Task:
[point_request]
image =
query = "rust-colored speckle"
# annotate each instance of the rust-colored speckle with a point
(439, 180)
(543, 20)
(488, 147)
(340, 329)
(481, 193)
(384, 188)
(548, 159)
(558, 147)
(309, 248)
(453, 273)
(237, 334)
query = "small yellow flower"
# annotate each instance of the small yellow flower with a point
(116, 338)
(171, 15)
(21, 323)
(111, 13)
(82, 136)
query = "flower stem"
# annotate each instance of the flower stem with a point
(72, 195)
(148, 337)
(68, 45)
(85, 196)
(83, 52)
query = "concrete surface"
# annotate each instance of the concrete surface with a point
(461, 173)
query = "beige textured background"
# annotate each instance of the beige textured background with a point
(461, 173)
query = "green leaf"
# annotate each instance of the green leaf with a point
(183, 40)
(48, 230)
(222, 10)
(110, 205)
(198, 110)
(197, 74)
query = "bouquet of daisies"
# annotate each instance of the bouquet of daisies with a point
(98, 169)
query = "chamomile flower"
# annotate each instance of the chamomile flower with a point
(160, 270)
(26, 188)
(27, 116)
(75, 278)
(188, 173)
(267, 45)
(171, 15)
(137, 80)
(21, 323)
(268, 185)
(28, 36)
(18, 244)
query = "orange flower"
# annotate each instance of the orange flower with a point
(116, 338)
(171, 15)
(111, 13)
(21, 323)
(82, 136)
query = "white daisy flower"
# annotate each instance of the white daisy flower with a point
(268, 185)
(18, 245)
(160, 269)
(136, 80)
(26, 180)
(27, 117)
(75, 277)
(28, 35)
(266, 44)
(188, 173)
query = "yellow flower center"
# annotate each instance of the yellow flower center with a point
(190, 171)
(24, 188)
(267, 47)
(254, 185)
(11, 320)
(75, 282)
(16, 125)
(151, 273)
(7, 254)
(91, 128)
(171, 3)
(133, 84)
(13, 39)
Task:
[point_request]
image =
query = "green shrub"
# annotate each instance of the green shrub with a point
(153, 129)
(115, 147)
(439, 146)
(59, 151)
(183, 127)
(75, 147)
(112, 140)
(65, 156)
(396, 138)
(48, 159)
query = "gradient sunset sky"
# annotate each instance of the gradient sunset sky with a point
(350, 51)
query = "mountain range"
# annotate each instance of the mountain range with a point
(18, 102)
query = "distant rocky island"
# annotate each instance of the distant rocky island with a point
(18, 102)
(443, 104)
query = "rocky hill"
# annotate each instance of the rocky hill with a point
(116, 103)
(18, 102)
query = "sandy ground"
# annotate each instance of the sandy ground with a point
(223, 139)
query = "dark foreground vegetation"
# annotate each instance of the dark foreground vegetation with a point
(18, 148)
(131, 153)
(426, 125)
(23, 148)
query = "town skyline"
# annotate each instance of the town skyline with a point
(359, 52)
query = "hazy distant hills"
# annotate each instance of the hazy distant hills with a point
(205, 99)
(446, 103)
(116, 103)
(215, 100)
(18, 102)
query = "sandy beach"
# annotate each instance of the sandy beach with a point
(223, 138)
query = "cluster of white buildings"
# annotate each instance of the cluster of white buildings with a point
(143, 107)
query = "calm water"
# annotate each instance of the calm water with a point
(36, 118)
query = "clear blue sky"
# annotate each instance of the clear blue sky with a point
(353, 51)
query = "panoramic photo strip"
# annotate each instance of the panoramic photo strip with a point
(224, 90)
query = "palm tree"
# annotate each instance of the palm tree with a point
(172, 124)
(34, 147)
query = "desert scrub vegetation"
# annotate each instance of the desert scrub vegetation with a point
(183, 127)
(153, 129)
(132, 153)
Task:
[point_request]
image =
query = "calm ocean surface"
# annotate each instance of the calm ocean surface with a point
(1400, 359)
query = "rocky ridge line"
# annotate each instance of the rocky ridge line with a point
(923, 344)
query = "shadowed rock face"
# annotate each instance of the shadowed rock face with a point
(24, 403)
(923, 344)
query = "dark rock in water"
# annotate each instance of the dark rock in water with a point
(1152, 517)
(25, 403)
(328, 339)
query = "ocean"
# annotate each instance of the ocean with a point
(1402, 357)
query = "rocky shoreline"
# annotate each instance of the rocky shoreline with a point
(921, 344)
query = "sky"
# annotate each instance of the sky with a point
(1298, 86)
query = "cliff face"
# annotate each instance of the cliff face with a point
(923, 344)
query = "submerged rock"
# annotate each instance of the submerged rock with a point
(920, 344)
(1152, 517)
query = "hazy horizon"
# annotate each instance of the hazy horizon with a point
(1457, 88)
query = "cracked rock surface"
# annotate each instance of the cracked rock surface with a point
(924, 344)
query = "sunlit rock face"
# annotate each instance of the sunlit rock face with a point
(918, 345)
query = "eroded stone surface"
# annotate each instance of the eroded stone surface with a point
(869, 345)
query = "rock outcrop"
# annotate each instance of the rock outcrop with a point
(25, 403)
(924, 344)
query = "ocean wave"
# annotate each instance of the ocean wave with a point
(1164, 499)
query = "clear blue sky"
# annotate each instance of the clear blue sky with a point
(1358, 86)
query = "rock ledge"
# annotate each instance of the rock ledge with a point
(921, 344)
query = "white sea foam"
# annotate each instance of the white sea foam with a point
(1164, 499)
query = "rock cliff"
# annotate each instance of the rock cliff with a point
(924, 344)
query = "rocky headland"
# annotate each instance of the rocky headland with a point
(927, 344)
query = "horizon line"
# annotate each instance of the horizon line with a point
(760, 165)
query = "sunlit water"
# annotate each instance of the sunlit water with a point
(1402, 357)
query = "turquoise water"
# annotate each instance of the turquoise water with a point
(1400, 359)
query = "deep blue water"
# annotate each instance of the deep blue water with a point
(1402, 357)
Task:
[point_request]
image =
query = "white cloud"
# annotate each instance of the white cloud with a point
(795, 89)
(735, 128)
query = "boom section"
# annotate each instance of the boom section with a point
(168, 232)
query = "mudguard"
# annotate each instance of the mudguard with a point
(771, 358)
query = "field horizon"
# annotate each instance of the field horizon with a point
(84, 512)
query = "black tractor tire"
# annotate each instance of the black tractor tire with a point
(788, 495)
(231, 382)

*Wymagania zadania*. Zbierz wszystkie wiersze danych, w których występuje słowo "speckle".

*Odpowiedź*.
query = "rust-colored speckle"
# annotate each instance of the rust-colored speckle with a point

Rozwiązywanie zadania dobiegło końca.